* **Passage provided**
Problem Understanding

Each array element can be modified independently. For a value $x$, we may choose any positive integer $b$, then replace $x$ by $x \bmod b$.

The goal is to maximize the MEX of the resulting array. Since the operation is applied independently to every position, the problem becomes:

Given the set of values each element can be transformed into, what is the largest MEX that can be constructed by assigning one target value to each element?

The constraints are the first clue that a direct construction is not intended. The total number of elements over all test cases is at most $2\cdot 10^5$, while the sum of maximum values is at most $10^6$. This strongly suggests an algorithm whose complexity depends on the value range rather than on $n^2$.

The main difficulty is understanding exactly which values a number $x$ can become after one modulo operation.

Consider a few examples.

If $x=6$, then:

$$6\bmod 7=6,$$

so $6$ is reachable.

Also,

$$6\bmod 6=0,\quad 6\bmod 5=1,\quad 6\bmod 4=2.$$

The reachable values are

$${0,1,2,6}.$$

A naive assumption would be that every value between $0$ and $x$ is reachable. That is false. For example, $3$ cannot be produced from $6$.

Another easy mistake is to think that duplicate large values can always generate arbitrary missing numbers. For example:

$$a=[2,2].$$

Each $2$ can only become $0$ or $2$. We can create $0$, but we can never create $1$. The answer is $1$, not $2$.

A third subtle case is the presence of zeros.

For

$$a=[0,0,0],$$

every element always remains $0$, because

$$0\bmod b = 0.$$

The resulting array can never contain $1$, so the answer is $1$.

These examples show that we must characterize the reachable values exactly.

Approaches

The brute force viewpoint is to compute all reachable values for every element, then search for the largest MEX obtainable by a matching between elements and target values.

Even after observing that each value has only $O(x)$ reachable states, the resulting bipartite matching formulation is far too expensive. With values up to $10^6$, this approach is completely impractical.

The key observation comes from analyzing a single number $x$.

Suppose we vary the modulus $b$.

* **Stated task 1**
Output the stretch of the MEX passage from "The goal is" through "a few examples.".
The MEX passage and the rows that follow it are unrelated to each other.

* **Dataset records**
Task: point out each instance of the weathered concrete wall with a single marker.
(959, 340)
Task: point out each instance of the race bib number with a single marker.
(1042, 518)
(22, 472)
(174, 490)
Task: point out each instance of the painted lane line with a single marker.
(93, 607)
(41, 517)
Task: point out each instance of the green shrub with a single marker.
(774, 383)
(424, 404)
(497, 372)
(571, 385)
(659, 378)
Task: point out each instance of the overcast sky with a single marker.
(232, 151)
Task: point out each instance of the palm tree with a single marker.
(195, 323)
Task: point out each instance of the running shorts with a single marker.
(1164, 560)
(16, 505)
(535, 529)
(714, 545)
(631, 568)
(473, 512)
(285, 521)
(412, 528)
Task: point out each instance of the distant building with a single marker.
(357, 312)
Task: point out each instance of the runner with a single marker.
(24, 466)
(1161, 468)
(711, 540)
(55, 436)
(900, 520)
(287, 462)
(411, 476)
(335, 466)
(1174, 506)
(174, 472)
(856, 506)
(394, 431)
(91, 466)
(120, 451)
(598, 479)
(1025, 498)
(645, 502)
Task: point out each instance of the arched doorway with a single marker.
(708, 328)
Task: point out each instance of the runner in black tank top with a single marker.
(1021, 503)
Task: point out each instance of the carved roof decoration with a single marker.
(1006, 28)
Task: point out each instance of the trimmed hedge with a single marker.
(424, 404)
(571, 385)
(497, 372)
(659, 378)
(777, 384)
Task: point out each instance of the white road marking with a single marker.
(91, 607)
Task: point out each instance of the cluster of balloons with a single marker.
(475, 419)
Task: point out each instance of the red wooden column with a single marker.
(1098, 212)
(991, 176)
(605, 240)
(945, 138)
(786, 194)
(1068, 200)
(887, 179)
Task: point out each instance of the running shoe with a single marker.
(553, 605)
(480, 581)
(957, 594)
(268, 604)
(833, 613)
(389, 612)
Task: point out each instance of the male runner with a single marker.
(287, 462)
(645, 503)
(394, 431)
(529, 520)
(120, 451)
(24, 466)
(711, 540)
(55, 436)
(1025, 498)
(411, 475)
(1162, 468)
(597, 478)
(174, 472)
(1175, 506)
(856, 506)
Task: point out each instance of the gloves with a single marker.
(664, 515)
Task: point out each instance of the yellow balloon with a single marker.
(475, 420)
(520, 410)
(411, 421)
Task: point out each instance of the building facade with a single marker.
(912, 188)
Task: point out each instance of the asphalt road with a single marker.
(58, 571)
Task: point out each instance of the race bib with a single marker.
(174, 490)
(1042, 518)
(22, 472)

* **Stated task 2**
Change "asphalt" to "gravel" in the stretch of rows from the line containing "Task: point out each instance of the yellow" through the end of the rows, leaving everything else unchanged. Give back only those lines.

* **Complete answer 1**
The goal is to maximize the MEX of the resulting array. Since the operation is applied independently to every position, the problem becomes:

Given the set of values each element can be transformed into, what is the largest MEX that can be constructed by assigning one target value to each element?

The constraints are the first clue that a direct construction is not intended. The total number of elements over all test cases is at most $2\cdot 10^5$, while the sum of maximum values is at most $10^6$. This strongly suggests an algorithm whose complexity depends on the value range rather than on $n^2$.

The main difficulty is understanding exactly which values a number $x$ can become after one modulo operation.

Consider a few examples.

* **Complete answer 2**
Task: point out each instance of the yellow balloon with a single marker.
(475, 420)
(520, 410)
(411, 421)
Task: point out each instance of the building facade with a single marker.
(912, 188)
Task: point out each instance of the gravel road with a single marker.
(58, 571)
Task: point out each instance of the race bib with a single marker.
(174, 490)
(1042, 518)
(22, 472)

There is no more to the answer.